• [What is needed]: Please answer from the Hidalgo County news text below: which university did the county judge partner with to analyze how the virus is affecting the region?

• [Page text]:
• • • •

Hidalgo County to gauge effectiveness of orders

Just two days after he issued a countywide “shelter at home” order, Hidalgo County Judge Richard F. Cortez is seeking scientific data to measure the effectiveness of the order in flattening the curve of COVID-19 infection locally.

“I’m very concerned that I’m seeing much more cars than I was hoping to see,” Cortez said during a video-conference interview with The Monitor on Saturday.

Cortez was speaking of the traffic he has continued to see after issuing the order Thursday in the county’s most stringent attempts yet to reduce the spread of the virus.

Late Saturday, the county said an additional nine people have tested positive, bringing the total to 27. Some 287 people in Hidalgo County have been tested for the coronavirus, with 144 returning negative, and 116 pending.

Cortez said the good news is that only two people who have tested positive required hospitalization. The remaining 25 are isolating at home and expected to recover, he said.

With those numbers expected to continue to rise as more people get tested, the county judge wants to know if the shelter at home order will have any effect in stemming the tide of infection. To that end, he has partnered with the University of Texas Rio Grande Valley to analyze how the virus is impacting the region.

“I asked them to do an infection analysis and a projection. They came up with a model and we put some data in the model,” Cortez said.

“That tells me where we are, where we’re standing on the efforts that we’ve done,” he said.

In the face of an unprecedented crisis, Cortez said he and other local leaders are trying to balance the government’s response in restricting movement with maintaining the freedoms most Americans are accustomed to.

“If we overestimate the surge, then we can stay as we are,” Cortez said of the current shelter order. “If we underestimated our surge, then we have to make stricter adjustments.”

Finding that balance requires accounting for a number of variables — not all of which are within the county’s power to control, such as the cross-border movement of people at the Rio Grande Valley’s several ports of entry.

Cortez has discussed the issue with several border mayors. “Those are concerns that we have. We only have laws that we can enforce and unless the law changes, then … how do you tell somebody he can’t do what he legally can?” Cortez said. “But we’re going to have to figure those things out because this is a public health emergency.”

Then there is the state of the local healthcare industry to consider, from how much medical staff is available, to the availability of personal protective equipment and hospital beds for the critically ill.

Finally, businesses and services that have been deemed “essential” also need to find balance between keeping their employees safe and keeping critical infrastructure operating. County employees, for instance, will soon move to a week-long split shift structure, Cortez said.

One shift will work for a week, then spend a week at home while a second shift works. County workers will be paid regardless, the county judge said.

For Cortez, all those variables play a vital role in determining what steps the county will take as the pandemic continues.

“I’m studying that with our legal department. And to the extent that I would have the authority to impose more tighter restrictions, I’m willing to do everything that I can to make it as strict as I can for the good of the public,” he said.

• • • •

• [Recorded data]:
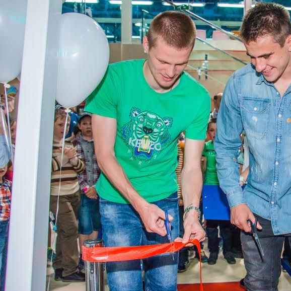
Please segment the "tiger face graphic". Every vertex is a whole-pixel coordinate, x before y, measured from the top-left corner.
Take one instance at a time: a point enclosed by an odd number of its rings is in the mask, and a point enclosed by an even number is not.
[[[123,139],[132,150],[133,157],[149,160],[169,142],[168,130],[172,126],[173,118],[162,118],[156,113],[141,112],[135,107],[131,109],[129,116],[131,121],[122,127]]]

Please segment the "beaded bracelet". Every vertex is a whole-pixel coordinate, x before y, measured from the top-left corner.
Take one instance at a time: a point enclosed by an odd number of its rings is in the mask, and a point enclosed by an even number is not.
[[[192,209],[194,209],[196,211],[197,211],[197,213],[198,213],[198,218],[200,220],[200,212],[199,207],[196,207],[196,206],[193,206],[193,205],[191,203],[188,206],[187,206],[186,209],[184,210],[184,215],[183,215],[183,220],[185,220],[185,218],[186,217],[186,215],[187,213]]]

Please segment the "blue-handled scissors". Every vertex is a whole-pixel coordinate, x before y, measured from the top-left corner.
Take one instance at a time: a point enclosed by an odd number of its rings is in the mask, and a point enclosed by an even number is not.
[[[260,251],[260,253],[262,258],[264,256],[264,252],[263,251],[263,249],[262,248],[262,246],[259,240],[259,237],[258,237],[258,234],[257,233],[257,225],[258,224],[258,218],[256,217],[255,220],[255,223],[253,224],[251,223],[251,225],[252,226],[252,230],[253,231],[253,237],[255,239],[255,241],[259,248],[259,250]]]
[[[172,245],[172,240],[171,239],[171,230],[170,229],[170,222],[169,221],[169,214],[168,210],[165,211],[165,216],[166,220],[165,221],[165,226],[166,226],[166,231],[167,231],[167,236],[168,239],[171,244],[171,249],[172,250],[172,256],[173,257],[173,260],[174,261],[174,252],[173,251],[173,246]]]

• • • •

• [Output of the task]: The University of Texas Rio Grande Valley.